Only lines containing the string "beanie" belong in the answer; copy all of them from the entries.
======== Data excerpts ========
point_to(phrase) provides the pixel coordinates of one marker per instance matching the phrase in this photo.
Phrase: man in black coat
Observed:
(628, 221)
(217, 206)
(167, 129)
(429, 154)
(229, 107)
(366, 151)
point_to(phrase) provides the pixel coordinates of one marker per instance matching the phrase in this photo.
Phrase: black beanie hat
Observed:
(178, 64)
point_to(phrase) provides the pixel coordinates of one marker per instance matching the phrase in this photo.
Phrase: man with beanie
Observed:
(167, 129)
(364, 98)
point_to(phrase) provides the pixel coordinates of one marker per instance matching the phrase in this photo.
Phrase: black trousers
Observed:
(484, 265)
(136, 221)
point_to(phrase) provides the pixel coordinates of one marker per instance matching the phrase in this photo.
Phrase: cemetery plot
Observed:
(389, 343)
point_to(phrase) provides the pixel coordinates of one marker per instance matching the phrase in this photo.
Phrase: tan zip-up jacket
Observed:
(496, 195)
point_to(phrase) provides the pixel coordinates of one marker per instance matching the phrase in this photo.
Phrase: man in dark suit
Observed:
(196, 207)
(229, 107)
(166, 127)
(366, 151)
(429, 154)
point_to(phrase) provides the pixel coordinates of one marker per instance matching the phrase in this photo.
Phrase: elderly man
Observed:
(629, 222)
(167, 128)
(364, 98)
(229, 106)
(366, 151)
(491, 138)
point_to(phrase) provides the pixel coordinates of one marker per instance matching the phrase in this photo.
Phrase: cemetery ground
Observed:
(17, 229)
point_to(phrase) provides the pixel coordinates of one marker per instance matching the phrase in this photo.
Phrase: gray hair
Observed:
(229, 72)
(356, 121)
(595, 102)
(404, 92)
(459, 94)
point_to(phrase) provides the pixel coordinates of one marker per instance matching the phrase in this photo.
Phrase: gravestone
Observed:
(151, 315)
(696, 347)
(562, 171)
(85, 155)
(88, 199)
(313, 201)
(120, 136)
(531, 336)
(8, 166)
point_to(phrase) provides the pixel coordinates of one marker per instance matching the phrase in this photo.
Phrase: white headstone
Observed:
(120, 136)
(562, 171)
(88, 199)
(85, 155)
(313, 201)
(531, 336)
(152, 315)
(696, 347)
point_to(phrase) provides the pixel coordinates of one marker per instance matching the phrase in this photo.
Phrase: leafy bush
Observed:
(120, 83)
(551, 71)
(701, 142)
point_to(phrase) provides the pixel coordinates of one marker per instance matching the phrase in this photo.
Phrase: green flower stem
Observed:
========
### Expected output
Phrase: black beanie hat
Phrase: man with beanie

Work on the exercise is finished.